**次の課題**:
1 > 将棋駒の成りに関する文章について、次の問いに答えてください。
(a) 日本の将棋駒は本来、どのような素材でできていたとされていますか。
(b) 木の五角形駒をしかたなく使用しているという意識は、西暦何年頃の将棋棋士に有ったとされていますか。
(c) 中国のシャンチーでは、駒をひっくり返すと何がただちにイメージされるとされていますか。
2 > 将棋駒の成りに関する文章のうち、「それに対して、特に中国のシャンチーでは」で始まる段落を、主な内容を保ったまま箇条書きにまとめてください。
3 > 将棋駒の成りに関する文章を、最後の文の後から書き継いでください。

**本文**:
━━━━━━━━━━━━━━━━━━━━

それに対して、日本の将棋の五角形駒は、元々本来それがあるべき道具の、
単なる代用品だったという本質的性格が有るため、その中国人の感覚が無い

からだと私は考える。本来日本の将棋駒は、具象的な菩薩立像のような姿の、
玉、純金、銀でできた玉将、金将、銀将だった。しかし、”木の五角形駒を、
大多数の指し手には金が無くて、そんな高価な代物は入手できないので、
しかたなく使用している”という意識が、西暦1000年頃の将棋棋士に
は有った。その”常識的意識”が存続した為、代用品ならルールの表現が、
できる事が第一なので、ひっくり返しても死では無くて、昇格を表すとして
よいという感覚として、今も我々日本の将棋文化には、残っているという事
である。従って、この日本人の持つ将棋駒感覚は、将棋が伝来した頃の記憶
を留める、重要な情報の残影と、私は当然見る。
 それに対して、特に中国のシャンチーでは、デフォルメされていても、シ
ャンチーの駒は、実際の人物・兵器を指している。そのため、ひっくり返せ
ば降参が、ただちにイメージされるのであろう。よって、我々の将棋に有っ
て、中国や朝鮮半島の象棋に無い”ひっくり返して成りを表す”という習慣
は、日本の将棋駒は本来実は、絢爛豪華な立体駒だったという情報を、淡く
残しているのではないかと思う。この考えは現在の遊戯史界で、私以外が主
張している例を知らない。が万が一正しいとしたら、表題の成りの表現方法
は、世界にほとんど類例の無い、相当に驚くべき遊戯の歴史の痕跡だと、私
には思える。

━━━━━━━━━━━━━━━━━━━━

**提示資料**:
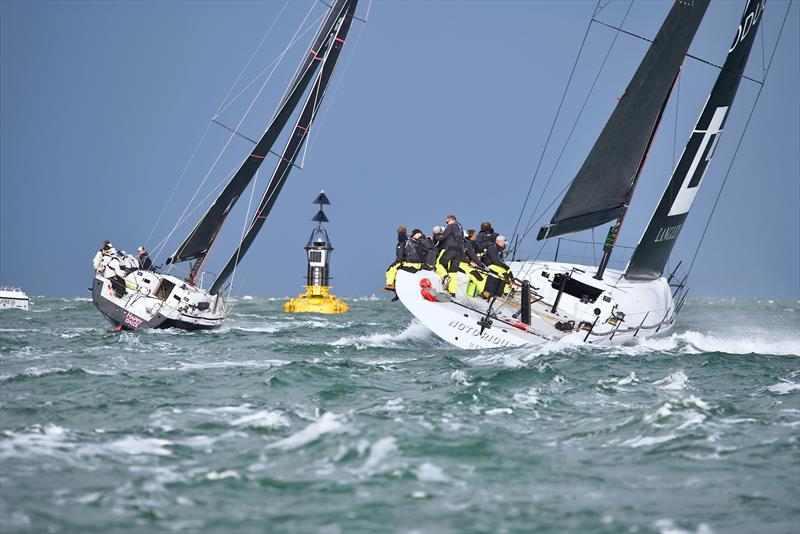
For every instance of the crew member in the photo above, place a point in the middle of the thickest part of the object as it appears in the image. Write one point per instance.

━━━━━━━━━━━━━━━━━━━━

**課題別の回答**:
1 >
(a) 玉、純金、銀
(b) 西暦1000年頃
(c) 降参

2 >
- シャンチーの駒は、デフォルメされていても、実際の人物・兵器を指している。
- そのため、駒をひっくり返せば降参がただちにイメージされるのであろう。
- 日本の将棋に有って中国や朝鮮半島の象棋に無い「ひっくり返して成りを表す」習慣は、日本の将棋駒が本来絢爛豪華な立体駒だったという情報を淡く残しているのではないか、と筆者は考える。
- 現在の遊戯史界で、この考えを筆者以外が主張している例を筆者は知らない。
- 万が一正しいとすれば、成りの表現方法は世界にほとんど類例の無い、相当に驚くべき遊戯の歴史の痕跡だと筆者には思える。

3 >
 なお、前にも述べたが、タイのマークルックの兵駒の表現は、恐らく戦国
時代末に、日本人街で指された日本将棋を、タイ人が見て、模倣したのだと、
私は考える。つまり、その時代までには、タイのマークルックの兵駒は、貝
になっていたのだろう。貝なら兵隊と違い、ひっくり返したとしても、やっ
つけられて、死んだとのイメージが、起こりにくかった。そのため便利さを、
タイ人は感じて、まねたのではないだろうか。なおタイ人が、日本の戦国時
代の時点で、マークルックのルールの多くが、自分達の先祖の大部分が、日
本の平安時代後期に住んで居た、中国雲南省の大理国から来たと、思ってい
た可能性はあるのかもしれない。が戦国時代に、日本の将棋が大理国から来
た事を、タイの日本人街の日本人の何者かが知っていて、その事をタイ人と
の間で、話題にした事があったのかどうかについては、今の所定かではない。
なお原始平安小将棋と実質一緒の、大理国将棋に於ける成り表現は、立体駒
の、回り将棋方式の交換だったと、今の所私は考えている。

つまり、今の所、”歩兵のと金”表現と、”ピアのピアガイ”表現の一致は、
”偶然の合流一体化”だった可能性が高いと、考えるしか無い。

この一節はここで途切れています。